Starting with the first line of the data that follows, transcribe every line verbatim until the line containing "tree trunk -> masks, each instance" has been transcribed.

Information shown.
= = = =

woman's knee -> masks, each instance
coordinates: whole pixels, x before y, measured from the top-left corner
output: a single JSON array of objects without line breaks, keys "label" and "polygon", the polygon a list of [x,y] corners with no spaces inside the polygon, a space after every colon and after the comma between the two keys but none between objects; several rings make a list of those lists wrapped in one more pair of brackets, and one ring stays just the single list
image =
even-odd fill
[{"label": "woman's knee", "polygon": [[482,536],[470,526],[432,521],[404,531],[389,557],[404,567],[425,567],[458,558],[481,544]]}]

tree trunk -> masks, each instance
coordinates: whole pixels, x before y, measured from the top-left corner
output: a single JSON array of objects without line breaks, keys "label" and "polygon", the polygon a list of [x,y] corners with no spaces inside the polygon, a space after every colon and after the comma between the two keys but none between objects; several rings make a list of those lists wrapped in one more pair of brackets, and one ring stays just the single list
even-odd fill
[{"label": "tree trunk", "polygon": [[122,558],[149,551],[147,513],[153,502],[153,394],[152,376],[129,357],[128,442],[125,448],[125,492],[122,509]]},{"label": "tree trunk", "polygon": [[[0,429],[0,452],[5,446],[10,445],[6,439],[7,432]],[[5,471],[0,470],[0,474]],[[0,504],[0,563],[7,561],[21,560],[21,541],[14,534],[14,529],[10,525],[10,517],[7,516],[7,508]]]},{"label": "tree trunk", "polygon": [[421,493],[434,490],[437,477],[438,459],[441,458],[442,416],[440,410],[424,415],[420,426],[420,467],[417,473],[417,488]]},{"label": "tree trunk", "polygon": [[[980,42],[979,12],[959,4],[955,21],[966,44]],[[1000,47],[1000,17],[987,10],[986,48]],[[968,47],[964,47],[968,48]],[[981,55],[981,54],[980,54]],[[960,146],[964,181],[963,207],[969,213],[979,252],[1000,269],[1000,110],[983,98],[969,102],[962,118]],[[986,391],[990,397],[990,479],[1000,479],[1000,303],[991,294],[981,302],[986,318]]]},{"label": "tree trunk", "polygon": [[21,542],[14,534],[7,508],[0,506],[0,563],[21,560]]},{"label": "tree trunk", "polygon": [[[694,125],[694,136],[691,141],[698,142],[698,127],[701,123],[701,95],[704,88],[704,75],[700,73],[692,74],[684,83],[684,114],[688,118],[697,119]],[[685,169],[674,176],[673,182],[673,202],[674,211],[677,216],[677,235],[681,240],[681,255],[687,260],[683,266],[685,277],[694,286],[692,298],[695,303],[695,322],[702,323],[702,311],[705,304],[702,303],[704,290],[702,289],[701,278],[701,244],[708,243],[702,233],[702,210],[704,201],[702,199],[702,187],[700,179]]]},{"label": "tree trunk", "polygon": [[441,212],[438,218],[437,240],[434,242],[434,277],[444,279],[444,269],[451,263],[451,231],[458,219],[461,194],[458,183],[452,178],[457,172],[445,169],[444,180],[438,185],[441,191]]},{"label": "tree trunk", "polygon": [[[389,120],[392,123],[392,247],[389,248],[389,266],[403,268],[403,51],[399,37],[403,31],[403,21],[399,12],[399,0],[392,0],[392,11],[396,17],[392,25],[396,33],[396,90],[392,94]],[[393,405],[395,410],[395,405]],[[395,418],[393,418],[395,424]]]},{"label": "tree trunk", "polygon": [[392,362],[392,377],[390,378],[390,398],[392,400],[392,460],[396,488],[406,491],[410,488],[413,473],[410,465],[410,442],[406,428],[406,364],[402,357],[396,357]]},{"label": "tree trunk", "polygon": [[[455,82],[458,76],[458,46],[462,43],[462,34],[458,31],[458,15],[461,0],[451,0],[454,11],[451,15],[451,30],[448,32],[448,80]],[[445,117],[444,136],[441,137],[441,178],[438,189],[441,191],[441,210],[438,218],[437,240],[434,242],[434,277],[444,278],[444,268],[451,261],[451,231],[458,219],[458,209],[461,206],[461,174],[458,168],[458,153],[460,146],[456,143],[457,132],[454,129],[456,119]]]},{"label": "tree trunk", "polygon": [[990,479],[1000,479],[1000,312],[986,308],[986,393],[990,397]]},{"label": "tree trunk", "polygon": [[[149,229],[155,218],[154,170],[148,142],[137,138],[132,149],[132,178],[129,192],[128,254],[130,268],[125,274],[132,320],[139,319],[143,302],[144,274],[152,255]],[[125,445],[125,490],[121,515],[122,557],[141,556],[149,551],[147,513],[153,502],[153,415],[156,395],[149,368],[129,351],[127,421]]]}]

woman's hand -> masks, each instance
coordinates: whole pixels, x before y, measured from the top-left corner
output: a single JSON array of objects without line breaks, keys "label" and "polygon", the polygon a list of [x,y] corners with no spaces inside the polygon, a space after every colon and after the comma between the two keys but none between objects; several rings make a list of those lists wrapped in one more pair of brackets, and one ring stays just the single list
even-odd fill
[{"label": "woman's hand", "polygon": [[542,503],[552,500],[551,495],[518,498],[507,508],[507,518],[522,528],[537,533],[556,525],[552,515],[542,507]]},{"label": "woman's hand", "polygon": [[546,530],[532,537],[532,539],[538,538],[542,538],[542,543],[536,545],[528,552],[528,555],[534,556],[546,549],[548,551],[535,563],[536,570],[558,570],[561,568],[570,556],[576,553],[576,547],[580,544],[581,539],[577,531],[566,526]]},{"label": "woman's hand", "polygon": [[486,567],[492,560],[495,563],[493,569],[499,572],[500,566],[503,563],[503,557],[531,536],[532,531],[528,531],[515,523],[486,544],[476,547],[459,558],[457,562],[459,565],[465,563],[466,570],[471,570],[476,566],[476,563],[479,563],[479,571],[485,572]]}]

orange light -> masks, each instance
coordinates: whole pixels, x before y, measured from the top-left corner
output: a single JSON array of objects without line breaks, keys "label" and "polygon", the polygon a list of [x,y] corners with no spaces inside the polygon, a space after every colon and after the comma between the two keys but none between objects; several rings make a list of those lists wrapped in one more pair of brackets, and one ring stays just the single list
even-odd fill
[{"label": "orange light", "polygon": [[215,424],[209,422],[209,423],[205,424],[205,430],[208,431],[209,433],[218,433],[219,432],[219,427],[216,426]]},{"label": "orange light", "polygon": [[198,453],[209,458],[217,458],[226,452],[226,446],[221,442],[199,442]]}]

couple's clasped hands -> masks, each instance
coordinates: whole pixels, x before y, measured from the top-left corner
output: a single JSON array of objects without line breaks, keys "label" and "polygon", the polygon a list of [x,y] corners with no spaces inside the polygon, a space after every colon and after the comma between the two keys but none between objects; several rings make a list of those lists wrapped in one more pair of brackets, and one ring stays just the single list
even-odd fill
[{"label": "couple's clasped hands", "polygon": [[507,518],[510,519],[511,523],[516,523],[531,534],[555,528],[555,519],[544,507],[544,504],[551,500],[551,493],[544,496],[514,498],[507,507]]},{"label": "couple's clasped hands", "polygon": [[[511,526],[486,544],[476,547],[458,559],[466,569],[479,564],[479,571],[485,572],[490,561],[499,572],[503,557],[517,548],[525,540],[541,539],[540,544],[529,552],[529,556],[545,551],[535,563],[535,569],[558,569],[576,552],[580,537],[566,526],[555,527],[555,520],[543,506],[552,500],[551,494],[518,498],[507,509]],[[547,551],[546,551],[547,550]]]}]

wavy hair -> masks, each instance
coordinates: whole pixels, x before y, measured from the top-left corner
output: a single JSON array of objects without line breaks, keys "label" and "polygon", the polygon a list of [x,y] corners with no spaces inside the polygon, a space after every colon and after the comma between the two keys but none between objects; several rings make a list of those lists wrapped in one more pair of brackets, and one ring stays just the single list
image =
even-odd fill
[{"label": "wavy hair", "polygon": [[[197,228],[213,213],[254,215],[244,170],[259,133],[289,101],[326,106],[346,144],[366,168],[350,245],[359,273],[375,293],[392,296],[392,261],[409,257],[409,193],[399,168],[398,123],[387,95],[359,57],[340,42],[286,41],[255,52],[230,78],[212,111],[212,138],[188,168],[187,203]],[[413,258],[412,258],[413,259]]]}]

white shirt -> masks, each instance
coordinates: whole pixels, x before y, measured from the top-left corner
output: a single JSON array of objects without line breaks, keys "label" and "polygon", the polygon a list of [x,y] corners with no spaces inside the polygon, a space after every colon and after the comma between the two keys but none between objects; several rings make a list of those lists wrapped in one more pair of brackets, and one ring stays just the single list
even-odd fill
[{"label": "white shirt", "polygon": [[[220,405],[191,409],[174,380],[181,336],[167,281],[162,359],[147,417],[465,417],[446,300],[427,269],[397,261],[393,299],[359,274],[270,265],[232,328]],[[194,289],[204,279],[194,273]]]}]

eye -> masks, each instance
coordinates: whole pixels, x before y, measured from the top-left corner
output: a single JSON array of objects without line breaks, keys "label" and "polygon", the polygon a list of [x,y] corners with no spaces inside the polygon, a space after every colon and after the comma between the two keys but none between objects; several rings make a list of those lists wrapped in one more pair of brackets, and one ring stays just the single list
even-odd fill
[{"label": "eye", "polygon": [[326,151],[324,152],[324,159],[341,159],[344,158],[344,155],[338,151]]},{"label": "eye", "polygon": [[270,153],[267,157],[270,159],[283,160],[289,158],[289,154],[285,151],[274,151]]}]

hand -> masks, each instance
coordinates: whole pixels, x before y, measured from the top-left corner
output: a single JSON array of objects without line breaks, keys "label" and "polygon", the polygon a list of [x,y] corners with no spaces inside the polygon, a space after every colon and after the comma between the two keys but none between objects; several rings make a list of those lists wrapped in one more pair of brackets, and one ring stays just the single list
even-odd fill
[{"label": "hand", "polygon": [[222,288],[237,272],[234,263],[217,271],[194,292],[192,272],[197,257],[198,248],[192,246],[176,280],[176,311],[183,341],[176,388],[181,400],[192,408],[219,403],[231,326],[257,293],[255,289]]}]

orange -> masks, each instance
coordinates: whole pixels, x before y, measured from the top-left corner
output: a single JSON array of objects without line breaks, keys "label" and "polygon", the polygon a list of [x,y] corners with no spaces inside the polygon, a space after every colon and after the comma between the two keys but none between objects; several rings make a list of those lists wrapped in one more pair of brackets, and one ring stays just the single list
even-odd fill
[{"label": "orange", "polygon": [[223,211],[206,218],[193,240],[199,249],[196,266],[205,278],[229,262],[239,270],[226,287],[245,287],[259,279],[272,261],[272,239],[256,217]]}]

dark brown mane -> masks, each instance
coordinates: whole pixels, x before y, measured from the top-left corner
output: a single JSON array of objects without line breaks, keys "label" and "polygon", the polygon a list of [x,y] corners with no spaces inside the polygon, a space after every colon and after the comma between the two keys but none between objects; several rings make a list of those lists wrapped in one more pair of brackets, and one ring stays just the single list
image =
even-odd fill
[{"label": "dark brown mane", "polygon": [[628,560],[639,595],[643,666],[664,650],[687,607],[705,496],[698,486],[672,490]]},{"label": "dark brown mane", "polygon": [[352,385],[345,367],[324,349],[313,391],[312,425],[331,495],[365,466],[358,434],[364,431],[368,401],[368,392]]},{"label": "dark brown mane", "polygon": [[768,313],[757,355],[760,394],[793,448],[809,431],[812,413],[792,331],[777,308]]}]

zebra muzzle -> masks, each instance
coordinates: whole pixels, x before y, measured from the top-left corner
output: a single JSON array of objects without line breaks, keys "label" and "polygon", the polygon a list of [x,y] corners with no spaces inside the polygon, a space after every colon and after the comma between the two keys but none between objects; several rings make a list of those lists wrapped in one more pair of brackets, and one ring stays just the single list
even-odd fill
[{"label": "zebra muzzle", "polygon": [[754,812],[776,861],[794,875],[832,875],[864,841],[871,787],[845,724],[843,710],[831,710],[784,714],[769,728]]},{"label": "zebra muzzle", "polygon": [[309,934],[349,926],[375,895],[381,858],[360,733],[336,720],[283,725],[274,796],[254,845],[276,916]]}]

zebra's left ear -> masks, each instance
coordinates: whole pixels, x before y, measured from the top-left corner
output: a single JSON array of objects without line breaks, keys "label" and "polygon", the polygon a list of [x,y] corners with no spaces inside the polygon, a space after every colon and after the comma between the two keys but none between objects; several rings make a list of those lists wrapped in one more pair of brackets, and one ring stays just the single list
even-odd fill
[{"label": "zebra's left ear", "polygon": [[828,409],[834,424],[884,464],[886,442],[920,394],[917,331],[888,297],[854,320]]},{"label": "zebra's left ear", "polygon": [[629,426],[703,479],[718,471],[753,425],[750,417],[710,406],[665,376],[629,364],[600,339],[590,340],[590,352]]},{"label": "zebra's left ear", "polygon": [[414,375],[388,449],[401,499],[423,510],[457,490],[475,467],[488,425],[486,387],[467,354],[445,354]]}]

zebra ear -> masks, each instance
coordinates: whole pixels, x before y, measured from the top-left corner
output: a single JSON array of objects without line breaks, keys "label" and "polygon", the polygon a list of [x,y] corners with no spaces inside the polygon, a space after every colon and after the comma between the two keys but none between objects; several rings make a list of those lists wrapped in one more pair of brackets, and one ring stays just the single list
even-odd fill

= = = =

Your response.
woman's knee -> masks, each instance
coordinates: whole pixels, x before y, measured from the top-left corner
output: a single JSON array of objects without line breaks, keys "label" and "polygon", the polygon a list of [x,y] corners with no spaces inside the polygon, a space after every colon and after the comma between the two keys but none between objects; several rings make a list of those lists wrapped in one more pair of brackets, and one ring stays just the single list
image =
even-odd fill
[{"label": "woman's knee", "polygon": [[482,536],[470,526],[432,521],[404,531],[389,557],[404,567],[425,567],[458,558],[481,544]]}]

tree trunk -> masks, each instance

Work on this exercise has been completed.